> DIRECTIONS FOR THIS TASK
Reproduce every entry in the listing without alteration.

> DATA SUPPLIED
====
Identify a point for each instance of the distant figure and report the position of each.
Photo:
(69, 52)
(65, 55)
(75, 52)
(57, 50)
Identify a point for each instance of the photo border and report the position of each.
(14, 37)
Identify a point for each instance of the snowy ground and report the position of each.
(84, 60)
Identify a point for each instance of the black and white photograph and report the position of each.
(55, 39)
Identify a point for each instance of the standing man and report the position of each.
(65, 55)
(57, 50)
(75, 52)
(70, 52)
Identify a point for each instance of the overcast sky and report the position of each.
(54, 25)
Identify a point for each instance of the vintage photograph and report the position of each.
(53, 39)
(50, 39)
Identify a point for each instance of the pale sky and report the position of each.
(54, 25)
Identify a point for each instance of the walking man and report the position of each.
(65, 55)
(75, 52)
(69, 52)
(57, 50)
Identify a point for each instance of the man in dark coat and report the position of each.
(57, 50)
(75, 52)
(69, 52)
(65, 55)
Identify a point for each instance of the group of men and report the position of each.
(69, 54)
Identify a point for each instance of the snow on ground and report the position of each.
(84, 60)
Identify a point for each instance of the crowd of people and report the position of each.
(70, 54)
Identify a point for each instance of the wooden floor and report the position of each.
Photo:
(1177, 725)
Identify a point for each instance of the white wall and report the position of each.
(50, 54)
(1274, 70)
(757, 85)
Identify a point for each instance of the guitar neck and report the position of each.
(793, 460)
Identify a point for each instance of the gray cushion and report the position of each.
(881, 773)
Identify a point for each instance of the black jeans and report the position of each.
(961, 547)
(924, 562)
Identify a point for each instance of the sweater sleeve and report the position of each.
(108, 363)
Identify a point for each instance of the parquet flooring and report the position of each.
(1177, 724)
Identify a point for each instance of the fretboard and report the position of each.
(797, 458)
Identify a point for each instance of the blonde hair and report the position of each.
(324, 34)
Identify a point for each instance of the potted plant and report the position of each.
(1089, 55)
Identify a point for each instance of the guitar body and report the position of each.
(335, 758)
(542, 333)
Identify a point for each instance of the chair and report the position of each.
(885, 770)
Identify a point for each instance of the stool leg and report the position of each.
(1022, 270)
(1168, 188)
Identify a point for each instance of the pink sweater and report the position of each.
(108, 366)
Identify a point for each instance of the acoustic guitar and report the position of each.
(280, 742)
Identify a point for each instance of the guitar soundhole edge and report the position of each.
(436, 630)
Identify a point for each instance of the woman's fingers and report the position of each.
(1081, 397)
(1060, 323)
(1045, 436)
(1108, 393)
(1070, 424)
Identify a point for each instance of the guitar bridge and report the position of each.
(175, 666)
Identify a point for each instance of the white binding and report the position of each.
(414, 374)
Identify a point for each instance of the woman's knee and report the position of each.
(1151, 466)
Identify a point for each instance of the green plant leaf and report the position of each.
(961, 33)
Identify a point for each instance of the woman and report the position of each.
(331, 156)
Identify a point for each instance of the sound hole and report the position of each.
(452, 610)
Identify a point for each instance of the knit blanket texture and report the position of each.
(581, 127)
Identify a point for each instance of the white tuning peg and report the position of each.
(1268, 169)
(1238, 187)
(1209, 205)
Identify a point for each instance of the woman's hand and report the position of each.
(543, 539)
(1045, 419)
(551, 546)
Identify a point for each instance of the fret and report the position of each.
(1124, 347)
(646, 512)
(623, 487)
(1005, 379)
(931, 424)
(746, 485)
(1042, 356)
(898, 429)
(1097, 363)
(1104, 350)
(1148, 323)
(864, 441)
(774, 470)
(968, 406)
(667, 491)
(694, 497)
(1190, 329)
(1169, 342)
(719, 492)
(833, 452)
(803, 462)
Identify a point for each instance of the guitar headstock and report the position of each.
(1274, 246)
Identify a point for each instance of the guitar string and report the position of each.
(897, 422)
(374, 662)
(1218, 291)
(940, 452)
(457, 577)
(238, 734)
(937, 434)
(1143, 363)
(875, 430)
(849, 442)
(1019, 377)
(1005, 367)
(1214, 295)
====
> RESPONSE FOR THIS EXERCISE
Identify a point for each instance of the distant figure and report the position of each.
Photo:
(69, 52)
(65, 55)
(75, 52)
(57, 50)
Identify a point for each instance of the photo border and report the position of each.
(14, 37)
Identify a point for each instance of the snowy ground and report the position of each.
(84, 60)
Identify a point for each instance of the black and white photograph and report the position of each.
(55, 39)
Identify a point for each instance of the standing man and report the position of each.
(65, 55)
(57, 50)
(75, 52)
(70, 52)
Identify a point for each instance of the overcast sky and report the position of each.
(54, 25)
Identify a point for each instance of the vintage photograph and report the position of each.
(53, 39)
(50, 39)
Identify a point for each instance of the pale sky and report the position of each.
(54, 25)
Identify a point for each instance of the walking man and report the position of each.
(65, 55)
(75, 52)
(69, 52)
(57, 50)
Identify a point for each instance of the man in dark coat and report the position of each.
(57, 50)
(75, 52)
(69, 52)
(65, 55)
Identify a point for each instance of the group of men and report the position of each.
(69, 54)
Identify a point for each instance of the snow on ground and report the position of each.
(84, 60)
Identify a point for each instance of the crowd of people and report the position of each.
(70, 54)
Identify a point for each instance of the wooden floor and report the position of each.
Photo:
(1177, 725)
Identify a point for each instance of the white wall and report the position of each.
(50, 54)
(1274, 70)
(757, 85)
Identify a point for each instance of the guitar neck and report the position of each.
(793, 460)
Identify a point for each instance of the gray cushion and report the position of each.
(881, 773)
Identify a point for each instance of the black jeans and report the position of each.
(961, 547)
(924, 562)
Identify a point for each instance of the sweater sleeve and report the position of each.
(108, 363)
Identify a point for each instance of the parquet flooring and report the position of each.
(1177, 724)
Identify a point for each instance of the fretboard and report the position of each.
(797, 458)
Identify a point for each instance of the blonde hair and report the position of each.
(324, 34)
Identify a point for each instance of the potted plant and report the position of each.
(1089, 55)
Identify a point for each instance of the guitar body and report the position of each.
(335, 758)
(542, 333)
Identify a point for each instance of the chair and report the position of each.
(885, 770)
Identify a point for each instance of the stool leg and report the position of each.
(1022, 270)
(1168, 188)
Identify a point for each instance of the pink sweater and report the position of each.
(108, 366)
Identify a point for each instance of the acoustic guitar and report the position of each.
(280, 742)
Identify a point for each instance of the guitar soundhole edge and report the position of each.
(436, 630)
Identify a point for each instance of the woman's fingers and report the position of each.
(1081, 397)
(1060, 323)
(1045, 436)
(1108, 393)
(1070, 424)
Identify a point for each instance of the guitar bridge and report the position of each.
(175, 666)
Identify a point for each instance of the white binding and report the position of each.
(414, 374)
Identify a point for each instance of the woman's knee and report the position of each.
(1151, 466)
Identify a point for each instance of the green plant leaf and report the position of each.
(961, 33)
Identify a point for each instance of the woman and report the position of each.
(331, 156)
Identify a point for each instance of the sound hole and report the position of each.
(452, 610)
Identify a point for each instance of the knit blanket texture and report the position of each.
(581, 127)
Identify a point for each instance of the white tuning peg and report the position of each.
(1268, 169)
(1238, 187)
(1209, 205)
Identify a point for each instance of the woman's hand and report the position of each.
(543, 539)
(1045, 419)
(551, 546)
Identify a point for each instance of the fret and report the position of each.
(1124, 347)
(646, 512)
(623, 487)
(1005, 379)
(931, 424)
(746, 485)
(1042, 356)
(898, 429)
(1097, 363)
(1104, 350)
(1148, 323)
(864, 441)
(774, 470)
(968, 406)
(667, 491)
(694, 497)
(1190, 329)
(1169, 342)
(719, 492)
(833, 452)
(803, 462)
Identify a point for each instance of the guitar headstock and report the position of each.
(1274, 246)
Identify a point for each instance of the guitar string and report the position of each.
(897, 422)
(374, 662)
(1218, 291)
(940, 452)
(457, 577)
(238, 734)
(937, 434)
(1143, 363)
(875, 430)
(849, 442)
(1019, 377)
(1005, 367)
(1214, 295)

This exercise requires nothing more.